* Start *
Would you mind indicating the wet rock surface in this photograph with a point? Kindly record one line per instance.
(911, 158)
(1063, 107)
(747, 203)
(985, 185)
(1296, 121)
* End *
### The request
Rewrite all of the lines with "wet rock surface" changed to "mossy stone", keeping everything else the same.

### Exercise result
Would you mind indicating the mossy stone in this photograph with a point? Kindly record one line per instance.
(911, 158)
(1063, 107)
(747, 203)
(985, 185)
(1296, 121)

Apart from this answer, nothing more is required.